◆ EXCERPT TO READ ◆
..........

November 20th, 2012

Teachers: Train and post them to their home states

THE education minister said 20,000 teachers nationwide had applied for transfers and of these, 2,898 requested a return to Kelantan ("Concern over number of teachers seeking transfers" -- NST, Nov 9). This is indeed worrying.

The policy of sending teachers out of their state after training to ensure that every state has the right number of qualified teachers has been around for too long.

The ministry needs to scrutinise the policy. It has brought anger, frustration and misery to thousands of teachers and their families, not to mention the headache it is giving the ministry, heads of schools, the education department and even ministers.

It is sad to note that there are thousands of unhappy single and married teachers working in places far away from their loved ones just to cater to the ministry's concept of the ideal teacher population.

I know of a teacher with two children from Kelantan who was posted to Sabah for five years. Her husband teaches in Kelantan.

Numerous attempts for a transfer back failed. After living in misery for a few years and suffering breakdowns, the lonely mother decided to take one of her children to Sabah while her husband took care of the other child in Kelantan. They suffered for five years, meeting only during the long holidays.

What is the quality of teaching expected under such circumstances?

And what about the thousands of others scattered throughout the country, suffering in silence, attempting again and again to get a transfer back home?

In the long run, every state, including Sabah and Sarawak, should have, and would be better off, with their own trained teachers.

In most cases, many state education departments are formulating statistics on teacher needs according to the head count and not subject need per se.

In primary schools in Kelantan, for instance, there are many teachers teaching English in the non-examination classes without any relevant qualification. This could be tolerated in the case of those fluent in English but sadly, many of these teachers cannot even hold a decent conversation in English, let alone teach the subject.

Coming back to statistics, based on headcount, it would seem that Kelantan has enough teachers for English and other subjects.

The teacher population in Kelantan is almost saturated. It is, in fact, an irony to have trained English teachers from Kelantan teaching in Johor, Sarawak, Sabah and elsewhere when they are needed in their own state.

To alleviate this perennial problem, perhaps the ministry should start a policy of posting a large percentage of the newly trained teachers to their home states unless they request otherwise.

Desperate and deserving teachers in other states, too, should be allowed to return home in stages. There should be more mobility. This might be seen as a simplistic solution to the problem but it should resolve many difficulties faced by teachers.

The change in policy might bring about a sudden oversized teacher population in some states but in the long run, it should stabilise with the proper reallocation of teachers. It would definitely lessen teachers' workload, perhaps even lower the present student-teacher ratio. Clearly, the issue against such a policy has always been one of quality.

The big question is: can we get enough quality candidates for all the subjects from each state?

..........

◆ TASK INPUT ◆
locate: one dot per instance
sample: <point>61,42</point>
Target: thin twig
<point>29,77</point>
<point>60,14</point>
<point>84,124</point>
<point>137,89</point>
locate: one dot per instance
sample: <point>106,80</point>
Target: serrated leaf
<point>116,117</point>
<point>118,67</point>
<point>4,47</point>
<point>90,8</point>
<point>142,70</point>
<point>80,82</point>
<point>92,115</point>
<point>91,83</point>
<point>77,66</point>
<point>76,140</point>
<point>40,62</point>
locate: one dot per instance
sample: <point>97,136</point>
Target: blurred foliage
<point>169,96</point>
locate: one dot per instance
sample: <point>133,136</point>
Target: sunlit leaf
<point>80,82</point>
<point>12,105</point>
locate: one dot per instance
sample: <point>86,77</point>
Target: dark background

..........

◆ TO DO ◆
A: Copy out every one of the rows above, word for word, leaving out the letter on teacher postings.
B: Pick up the letter on posting teachers to their home states after its final sentence and keep writing it.

◆ ANSWERS IN ORDER ◆
A:
locate: one dot per instance
sample: <point>61,42</point>
Target: thin twig
<point>29,77</point>
<point>60,14</point>
<point>84,124</point>
<point>137,89</point>
locate: one dot per instance
sample: <point>106,80</point>
Target: serrated leaf
<point>116,117</point>
<point>118,67</point>
<point>4,47</point>
<point>90,8</point>
<point>142,70</point>
<point>80,82</point>
<point>92,115</point>
<point>91,83</point>
<point>77,66</point>
<point>76,140</point>
<point>40,62</point>
locate: one dot per instance
sample: <point>97,136</point>
Target: blurred foliage
<point>169,96</point>
locate: one dot per instance
sample: <point>133,136</point>
Target: sunlit leaf
<point>80,82</point>
<point>12,105</point>
locate: one dot per instance
sample: <point>86,77</point>
Target: dark background

B:
The long-held assumption that selecting and training excellent students and transferring them out of their state would result in better quality teaching needs reexamination. The idea that only teachers with excellent academic and co-curricular achievements can offer primary or secondary students quality teaching is built on a false premise.

A candidate with excellent results in Sijil Pelajaran Malaysia or with a good degree does not necessarily make a good teacher. The criteria should be whether they have good language and communication skills, the right personality, aptitude, attitude and a genuine love for the calling -- plus, where possible, good academic grades.

My years of teaching in schools and at a teacher training college have taught me that an excellent qualification at entry point does not necessarily equal excellent teaching. Right now, there are many would-be teachers with excellent results, with no interest in teaching, undergoing training in the various Institut Pendidikan Guru, the universities and other private institutions. Pressure from parents and the prospects of a secure future have brought them --unwillingly -- into the teaching profession.

The authorities could instead have selected many genuinely interested candidates with the right attitude from Sabah, Sarawak or other interior areas, who would be happy to serve their own state.

In the teacher selection process, aptitude and attitude are the most difficult qualities to assess.

The aptitude and attitude test through the present Insak (Inventori Sahsiah Keguruan) programme is, in reality, a speed- and thinking-skill test. Because of time constraints, the interviews, which include individual and group sessions, are more for the calculation of the candidates' worth through points awarded based on their subject grades, leadership in co-curriculum activities, talking ability and their outward personality.

If we have the right instruments to measure and assess these qualities, instead of just looking at academic and other paper qualifications, we might be able to select the right candidates from each state.

In this respect, if the Malaysia Education Blueprint 2013-2025 (Shift 4) is to enforce the stand that only the top 30 per cent of graduates will be recruited for teaching, then it would be difficult to select candidates from some of the states as they would be eliminated right from the start.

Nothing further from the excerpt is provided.